▶ _EXERCISE BRIEF_
Continue the text about hosting the Apertis build infrastructure on Intel x86-64, starting right after its last sentence.

▶ _EXTRACT TO READ_
Build infrastructure on Intel x86-64
The current Apertis infrastructure is largely made of hosts based on the Intel x86-64 architecture, often using virtualized machines.
The only exceptions are:
- OBS workers used to build packages natively for the ARM 32 bit and ARM 64 bit architectures
- LAVA workers, which match the reference hardware platforms
While LAVA workers are by nature meant to be hosted separatedly from the rest of the infrastructure and are handled via geographically distributed LAVA dispatchers, the constraint on the OBS workers is problematic for adopters that want to host a downstream Apertis infrastructure.
Why hosting the whole build infrastructure on Intel x86-64
Being able to host the build infrastructure solely on Intel x86 64 bit
(usually referred to as
amd64) machines enables downstream
Apertis to be hosted on standard public or private cloud solution as these
usually only offer x86-64 machines.
Deploying the OBS workers on cloud providers would also allow for implementing elastic workload handling.
Elastic scaling and the desire to ensure that the cloud approach is tested and viable for dowstream mean that the deploying the approach described in this document is of interest for the main Apertis infrastructure, not just for downstreams.

▶ _LISTING_
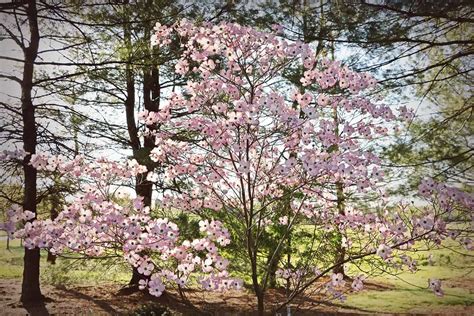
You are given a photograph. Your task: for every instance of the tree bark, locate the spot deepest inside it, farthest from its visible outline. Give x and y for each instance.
(30, 289)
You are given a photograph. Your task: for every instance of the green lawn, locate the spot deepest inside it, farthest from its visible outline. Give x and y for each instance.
(64, 271)
(454, 269)
(409, 291)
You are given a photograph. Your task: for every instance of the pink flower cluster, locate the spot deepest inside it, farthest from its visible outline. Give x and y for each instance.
(250, 134)
(96, 224)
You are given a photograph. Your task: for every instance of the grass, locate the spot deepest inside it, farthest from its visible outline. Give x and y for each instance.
(65, 271)
(409, 292)
(454, 269)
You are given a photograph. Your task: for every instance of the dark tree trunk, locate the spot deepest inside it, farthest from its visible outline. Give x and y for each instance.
(30, 290)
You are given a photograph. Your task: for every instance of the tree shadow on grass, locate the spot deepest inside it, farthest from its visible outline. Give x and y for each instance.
(106, 307)
(37, 309)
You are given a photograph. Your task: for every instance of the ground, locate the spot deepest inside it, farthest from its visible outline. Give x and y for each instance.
(92, 289)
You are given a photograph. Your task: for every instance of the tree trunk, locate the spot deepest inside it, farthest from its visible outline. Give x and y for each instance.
(30, 289)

▶ _WRITTEN ANSWER_
Some cloud provider like Amazon Web Services have recently started offering ARM 64 bit servers as well so it should be always possible to adopt an hybrid approach mixing foreign builds on x86-64 and native ones on ARM machines.
In particular Apertis is currently committed to maintain native workers for all the supported architectures, aiming for a hybrid set up where foreign packages get built on a mix of native and non-native Intel x86 64 bit machines.
Downstreams will be able to opt for fully native, hybrid or Intel-only OBS worker setups.
Why OBS workers need a native environment
Development enviroment for embedded devices often rely on cross-compilation to build software targeting a foreign architecture from x86-64 build hosts.
However, pure cross-compilation prevents running the unit tests that are shipped with the projects being built, since the binaries produced do not match the current machine.
In addition, supporting cross-compilation across all the projects that compose a Linux distribution involves a considerable effort since not all build systems support cross-compilation, and where it is supported some features may still be incompatible with it.
From the point of view of upstream projects, cross-compilation is in general a less tested path, which often lead cross-building distributors to ship a considerable amount of patches adding fixes and workarounds.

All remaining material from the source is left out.